(Position identification records)
--------------------

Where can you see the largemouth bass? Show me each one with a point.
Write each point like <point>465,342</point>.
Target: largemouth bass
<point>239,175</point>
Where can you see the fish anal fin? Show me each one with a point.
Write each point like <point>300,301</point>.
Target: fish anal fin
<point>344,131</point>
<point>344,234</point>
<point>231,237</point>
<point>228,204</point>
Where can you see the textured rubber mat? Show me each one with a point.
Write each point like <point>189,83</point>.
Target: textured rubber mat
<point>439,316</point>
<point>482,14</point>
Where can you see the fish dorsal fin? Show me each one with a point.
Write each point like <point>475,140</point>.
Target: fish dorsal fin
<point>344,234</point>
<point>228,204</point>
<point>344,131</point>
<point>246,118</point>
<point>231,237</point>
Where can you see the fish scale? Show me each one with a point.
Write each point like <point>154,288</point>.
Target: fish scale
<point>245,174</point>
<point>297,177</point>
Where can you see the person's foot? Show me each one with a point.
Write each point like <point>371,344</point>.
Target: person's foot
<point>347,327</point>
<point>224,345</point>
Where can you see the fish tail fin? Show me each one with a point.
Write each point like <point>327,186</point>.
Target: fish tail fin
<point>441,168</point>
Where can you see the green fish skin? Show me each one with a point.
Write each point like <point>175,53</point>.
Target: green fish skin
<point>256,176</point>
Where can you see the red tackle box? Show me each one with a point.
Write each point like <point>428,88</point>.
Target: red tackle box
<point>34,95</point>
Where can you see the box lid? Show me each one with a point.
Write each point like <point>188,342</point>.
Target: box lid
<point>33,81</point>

--------------------

Output the records above as a two-column CSV with the headers "request" and "answer", one row per request. Put each request's text and its answer in a single quoted field, with line breaks turned into spaces.

Exercise answer.
request,answer
"Where can you see the largemouth bass? Show me each one with a point. Write each point like <point>465,342</point>. Target: largemouth bass","<point>239,175</point>"
"Where can you see the fish anal fin? Show me each one with a point. Write each point like <point>300,301</point>. Target: fish anal fin","<point>344,131</point> <point>344,234</point> <point>231,237</point> <point>228,204</point>"
"Where can you see the textured rubber mat? Show me each one with a point. Write each point like <point>189,83</point>. Target: textured rubber mat","<point>439,316</point> <point>482,14</point>"
"Where can you see the fish dorsal fin? Show me each one with a point. Write each point like <point>475,140</point>. Target: fish dorsal fin","<point>344,234</point> <point>228,204</point> <point>344,131</point> <point>246,118</point> <point>231,237</point>"
"Where can you see the fish scale? Show me each one with a point. Write each point like <point>154,288</point>. Target: fish scale","<point>245,174</point> <point>297,177</point>"
"Where can you see the person's foot? Show me each one with a point. Write each point like <point>371,344</point>. Target: person's foot","<point>347,327</point> <point>224,345</point>"
"Where can you see the fish tail fin? Show me each one with a point. Write each point like <point>327,186</point>. Target: fish tail fin","<point>441,168</point>"
"Where can you see the green fish skin? Show me each one with a point. Write each point like <point>175,53</point>. Target: green fish skin","<point>256,176</point>"
"Where can you see the red tackle box? Show me each one with a point. Write each point like <point>428,88</point>. Target: red tackle box","<point>34,95</point>"
"Where can you see the box lid? Show me each one with a point. Write each point like <point>188,342</point>. Target: box lid","<point>33,81</point>"